October 10, 2020 Business News No Comments Email Email

People generally think of flexible working arrangements in terms of flexible hours, especially part-time work for parents, however, the COVID-19 pandemic has changed this, and flexibility around the location of work may be as important or more important than flexibility of hours.

That’s according to a study by CQUniversity work and employment researcher Linda Colley in collaboration with Dr Sue Williamson, UNSW Canberra and the Community and Public Sector Union (CPSU) – who surveyed 6000 employees and managers in the Australian Public Service (APS) to understand staff management and employee experiences during COVID-19.

The results showed almost two-thirds of employees believed they were more productive working from home during the pandemic, which Associate Professor Colley acknowledged was a positive outcome for working parents.

“This was particularly the case for women with children aged from 5-17 years old, which is a surprising result and contrary to emerging research.

“Around one-sixth of respondents also told us that working from home enabled them to increase their part-time hours. This may indicate that working from home might lessen the need for women to work part-time just to manage their work and caring responsibilities,” she said.

The researchers also found that women adapted more easily to working from home than their male counterparts.

“More men than women told us they were less able to undertake the relational aspects of their job such as networking, mentoring others, and maintaining professional networks. This might indicate men are not as good at reaching out when working from home,” Assoc Prof Colly explained.

“This is also supported by findings showing female managers were more likely to hold additional meetings (62% women; 57% men) or to hold social meetings (39% women, 30% men) with their teams during the pandemic.”

-------------------------

Instructions for the task =
According to the article on flexible work during COVID-19, how many employees and managers in the Australian Public Service were surveyed? The data that follows has no connection to the article on flexible work during COVID-19.

Records supplied =
-------------------------

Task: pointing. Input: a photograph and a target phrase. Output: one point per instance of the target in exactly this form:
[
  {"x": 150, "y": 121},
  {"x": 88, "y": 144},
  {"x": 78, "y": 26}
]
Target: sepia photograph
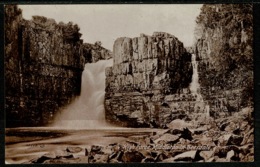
[{"x": 128, "y": 83}]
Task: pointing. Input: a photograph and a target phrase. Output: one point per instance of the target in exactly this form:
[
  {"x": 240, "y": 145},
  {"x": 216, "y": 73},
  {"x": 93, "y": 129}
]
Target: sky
[{"x": 106, "y": 23}]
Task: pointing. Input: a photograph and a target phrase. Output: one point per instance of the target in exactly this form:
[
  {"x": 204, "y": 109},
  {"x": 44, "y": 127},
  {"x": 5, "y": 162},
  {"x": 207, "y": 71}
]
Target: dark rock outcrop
[
  {"x": 225, "y": 55},
  {"x": 43, "y": 66},
  {"x": 149, "y": 77},
  {"x": 95, "y": 52}
]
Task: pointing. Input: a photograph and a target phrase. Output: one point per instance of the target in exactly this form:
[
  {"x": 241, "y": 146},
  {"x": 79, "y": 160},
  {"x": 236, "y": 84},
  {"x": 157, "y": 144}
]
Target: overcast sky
[{"x": 106, "y": 23}]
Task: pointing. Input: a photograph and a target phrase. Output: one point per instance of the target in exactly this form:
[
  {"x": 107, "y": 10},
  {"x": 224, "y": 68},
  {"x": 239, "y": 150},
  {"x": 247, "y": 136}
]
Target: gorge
[{"x": 150, "y": 99}]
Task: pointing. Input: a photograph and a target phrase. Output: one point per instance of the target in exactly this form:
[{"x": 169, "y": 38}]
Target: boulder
[
  {"x": 207, "y": 155},
  {"x": 133, "y": 156},
  {"x": 167, "y": 138},
  {"x": 178, "y": 124},
  {"x": 186, "y": 156},
  {"x": 74, "y": 149}
]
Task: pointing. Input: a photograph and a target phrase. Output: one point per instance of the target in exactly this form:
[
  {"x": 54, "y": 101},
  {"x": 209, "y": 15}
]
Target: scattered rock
[
  {"x": 223, "y": 140},
  {"x": 235, "y": 140},
  {"x": 207, "y": 155},
  {"x": 167, "y": 138},
  {"x": 186, "y": 156},
  {"x": 178, "y": 124},
  {"x": 133, "y": 156},
  {"x": 230, "y": 155},
  {"x": 74, "y": 149},
  {"x": 96, "y": 149}
]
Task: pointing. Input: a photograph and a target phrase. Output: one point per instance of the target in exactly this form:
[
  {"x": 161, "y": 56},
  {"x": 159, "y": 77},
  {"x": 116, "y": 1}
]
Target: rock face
[
  {"x": 225, "y": 55},
  {"x": 149, "y": 77},
  {"x": 95, "y": 52},
  {"x": 43, "y": 66}
]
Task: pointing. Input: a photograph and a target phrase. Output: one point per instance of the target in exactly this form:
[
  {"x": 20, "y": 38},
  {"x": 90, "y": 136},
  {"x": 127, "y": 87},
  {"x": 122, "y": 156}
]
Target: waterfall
[{"x": 87, "y": 111}]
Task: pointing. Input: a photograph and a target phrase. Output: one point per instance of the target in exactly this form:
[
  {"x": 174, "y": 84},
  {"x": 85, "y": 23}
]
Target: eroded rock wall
[
  {"x": 95, "y": 52},
  {"x": 147, "y": 73},
  {"x": 43, "y": 66},
  {"x": 225, "y": 55}
]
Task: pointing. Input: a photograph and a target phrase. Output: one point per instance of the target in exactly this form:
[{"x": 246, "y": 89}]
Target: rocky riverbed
[{"x": 203, "y": 140}]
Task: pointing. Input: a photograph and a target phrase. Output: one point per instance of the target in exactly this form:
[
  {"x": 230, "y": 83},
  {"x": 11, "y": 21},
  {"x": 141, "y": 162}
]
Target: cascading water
[{"x": 87, "y": 111}]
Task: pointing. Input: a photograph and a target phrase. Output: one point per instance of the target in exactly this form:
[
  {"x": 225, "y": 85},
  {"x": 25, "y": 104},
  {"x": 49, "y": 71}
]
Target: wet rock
[
  {"x": 186, "y": 134},
  {"x": 160, "y": 157},
  {"x": 148, "y": 159},
  {"x": 206, "y": 154},
  {"x": 145, "y": 69},
  {"x": 248, "y": 137},
  {"x": 178, "y": 124},
  {"x": 133, "y": 156},
  {"x": 43, "y": 158},
  {"x": 167, "y": 138},
  {"x": 96, "y": 149},
  {"x": 99, "y": 158},
  {"x": 174, "y": 131},
  {"x": 86, "y": 152},
  {"x": 230, "y": 155},
  {"x": 186, "y": 156},
  {"x": 235, "y": 140},
  {"x": 231, "y": 127},
  {"x": 74, "y": 149},
  {"x": 223, "y": 140}
]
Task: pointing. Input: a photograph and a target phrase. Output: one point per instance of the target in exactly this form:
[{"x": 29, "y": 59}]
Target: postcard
[{"x": 129, "y": 83}]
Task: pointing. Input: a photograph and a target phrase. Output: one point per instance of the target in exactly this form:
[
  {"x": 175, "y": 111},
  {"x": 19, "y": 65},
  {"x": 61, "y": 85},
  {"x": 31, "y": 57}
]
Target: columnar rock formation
[
  {"x": 95, "y": 52},
  {"x": 147, "y": 73},
  {"x": 225, "y": 55},
  {"x": 43, "y": 65}
]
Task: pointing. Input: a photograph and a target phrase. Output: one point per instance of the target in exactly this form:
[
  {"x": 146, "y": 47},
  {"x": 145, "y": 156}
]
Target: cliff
[
  {"x": 95, "y": 52},
  {"x": 225, "y": 55},
  {"x": 43, "y": 66},
  {"x": 147, "y": 74}
]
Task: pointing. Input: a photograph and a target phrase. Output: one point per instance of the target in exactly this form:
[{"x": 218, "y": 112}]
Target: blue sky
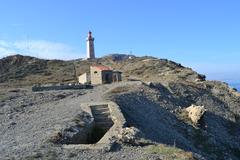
[{"x": 203, "y": 34}]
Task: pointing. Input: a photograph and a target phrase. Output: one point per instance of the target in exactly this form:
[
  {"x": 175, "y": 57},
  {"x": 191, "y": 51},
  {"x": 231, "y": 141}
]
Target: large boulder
[
  {"x": 195, "y": 113},
  {"x": 130, "y": 135}
]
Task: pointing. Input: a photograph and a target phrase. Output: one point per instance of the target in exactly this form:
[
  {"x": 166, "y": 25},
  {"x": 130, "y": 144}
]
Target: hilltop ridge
[{"x": 26, "y": 70}]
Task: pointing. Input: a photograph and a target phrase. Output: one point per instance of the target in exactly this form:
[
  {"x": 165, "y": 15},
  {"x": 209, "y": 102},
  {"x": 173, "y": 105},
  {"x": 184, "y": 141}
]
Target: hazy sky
[{"x": 203, "y": 34}]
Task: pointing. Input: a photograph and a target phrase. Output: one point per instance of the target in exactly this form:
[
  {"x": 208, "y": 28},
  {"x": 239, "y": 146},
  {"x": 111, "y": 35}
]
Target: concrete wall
[
  {"x": 117, "y": 76},
  {"x": 84, "y": 78},
  {"x": 96, "y": 75},
  {"x": 107, "y": 77}
]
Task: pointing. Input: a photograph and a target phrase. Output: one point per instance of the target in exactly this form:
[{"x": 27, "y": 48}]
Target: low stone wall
[{"x": 38, "y": 88}]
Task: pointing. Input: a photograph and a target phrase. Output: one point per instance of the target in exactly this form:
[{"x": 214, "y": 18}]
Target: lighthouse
[{"x": 90, "y": 46}]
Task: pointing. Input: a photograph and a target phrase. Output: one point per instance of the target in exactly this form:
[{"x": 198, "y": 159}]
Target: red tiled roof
[{"x": 102, "y": 68}]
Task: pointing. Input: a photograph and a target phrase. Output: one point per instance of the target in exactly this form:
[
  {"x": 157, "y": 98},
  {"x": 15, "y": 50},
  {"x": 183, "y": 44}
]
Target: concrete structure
[
  {"x": 100, "y": 75},
  {"x": 84, "y": 78},
  {"x": 90, "y": 46},
  {"x": 117, "y": 76}
]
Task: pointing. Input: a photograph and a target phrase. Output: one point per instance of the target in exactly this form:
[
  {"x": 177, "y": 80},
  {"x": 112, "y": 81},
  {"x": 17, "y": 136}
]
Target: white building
[
  {"x": 90, "y": 46},
  {"x": 84, "y": 78}
]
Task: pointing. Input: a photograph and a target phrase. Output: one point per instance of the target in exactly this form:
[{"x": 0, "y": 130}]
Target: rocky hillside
[
  {"x": 158, "y": 107},
  {"x": 25, "y": 70}
]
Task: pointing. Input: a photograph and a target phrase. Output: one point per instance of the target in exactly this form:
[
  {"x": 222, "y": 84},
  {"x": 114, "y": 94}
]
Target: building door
[{"x": 107, "y": 78}]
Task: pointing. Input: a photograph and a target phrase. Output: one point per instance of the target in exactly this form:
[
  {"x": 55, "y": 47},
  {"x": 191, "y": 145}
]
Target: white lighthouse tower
[{"x": 90, "y": 46}]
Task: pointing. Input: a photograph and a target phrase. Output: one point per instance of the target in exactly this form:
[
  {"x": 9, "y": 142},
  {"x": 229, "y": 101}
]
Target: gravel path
[{"x": 27, "y": 119}]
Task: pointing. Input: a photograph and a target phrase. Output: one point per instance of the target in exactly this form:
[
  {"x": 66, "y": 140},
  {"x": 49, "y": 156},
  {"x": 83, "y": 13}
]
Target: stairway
[{"x": 102, "y": 117}]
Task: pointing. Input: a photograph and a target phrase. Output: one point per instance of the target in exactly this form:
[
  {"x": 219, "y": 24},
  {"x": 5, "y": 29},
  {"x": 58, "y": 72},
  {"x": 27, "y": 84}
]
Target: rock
[
  {"x": 130, "y": 135},
  {"x": 195, "y": 113}
]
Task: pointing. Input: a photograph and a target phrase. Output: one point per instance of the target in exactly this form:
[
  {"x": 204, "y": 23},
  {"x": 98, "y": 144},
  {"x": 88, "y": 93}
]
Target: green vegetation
[{"x": 169, "y": 152}]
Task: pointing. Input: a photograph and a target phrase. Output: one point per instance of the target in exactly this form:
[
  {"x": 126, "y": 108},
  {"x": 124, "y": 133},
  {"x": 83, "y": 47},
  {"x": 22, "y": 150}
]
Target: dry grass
[{"x": 169, "y": 152}]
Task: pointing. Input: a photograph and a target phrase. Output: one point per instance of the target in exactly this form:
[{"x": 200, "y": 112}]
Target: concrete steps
[{"x": 102, "y": 117}]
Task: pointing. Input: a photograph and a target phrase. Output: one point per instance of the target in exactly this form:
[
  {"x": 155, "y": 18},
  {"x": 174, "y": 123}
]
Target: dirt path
[{"x": 24, "y": 128}]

-------------------------

Task solution =
6000 employees and managers were surveyed.